- TEXT EXTRACT -
+-------+
Grona- Just curious. ?Have you done any blue water? Have you spoken with and picked the brains of folks who have ? I tried to do due diligence before building my current boat. Most all the folks I spoke with who have actually "been there and done that" don't share your views on ballast ratios, hull shape, appendages etc. ?Must be a reason? Had pleasure of input from folks who could have designed and built or bought what they wanted. This is not a conspiracy by production boat builders. I grant you many do not go to the large production builders for voyaging boats but those who don't still don't build the boat you envision. ?Why?
Excessive ballast slows the boat down, requires larger rig/sail plan making for less safety, may require powered aids to sail and high ballast/displacement ratio may have negative impact on comfort motion. Your fixation on ballast ratio is misplaced. Agree that ability to resist turning turtle and staying there is important but this single number is not. Positive stability and area under the curve are more relevant.
+-------+
- EXERCISE SET -
1 – Decide whether each statement agrees with the post on ballast ratios, answering yes or no and quoting the words that decide it: (a) the writer says excessive ballast slows the boat down; (b) the writer blames a conspiracy by production boat builders; (c) the writer treats ballast ratio as the most relevant measure of stability.
2 – According to the post on ballast ratios, what did the writer try to do before building the current boat?
3 – Continue the post on ballast ratios with a few sentences that follow its final sentence.
The data has no connection to the post on ballast ratios.

- STORED DATA -
+-------+
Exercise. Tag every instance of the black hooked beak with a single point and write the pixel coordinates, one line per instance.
+-------+
- EXERCISE RESULTS -
1 –
(a) Yes: "Excessive ballast slows the boat down"
(b) No: "This is not a conspiracy by production boat builders."
(c) No: "Positive stability and area under the curve are more relevant."

2 – The writer tried to do due diligence.

3 –
Full keel may have negative impact on sailing ability- both pointing and wetted surface.
Non balanced rudder increases forces required to steer fatiguing autopilot or helmsman and likely will increase parasitic drag.
Many factors of which the rudder is only one go into ability of a boat to tract. For instance Boreals use daggerboards aft and tract like trains even downwind.
Currently designed balanced spade rudders can be and are as strong or stronger than skeg hung rudder of old.
Sistership of mine had rudder but not keel run into the rocks at speed. Boat was hauled, rudder straighten, back out sailing. With skeg hung whole thing would likely need a re build and the season gone.
Grona, if you make the effort to speak to voyaging sailors who have built or had built for them boats in recent times I doubt you will find them incorporating the features you seem to want. ?why?
Aluminium is a great material for voyaging boats please look at some recent boats built for that purpose. Then come back to this forum and share your insights.

P.S.- you may also wish to look at prior threads concerning this issue and especially Jeff's discussion of the pluses and minuses of various building materials.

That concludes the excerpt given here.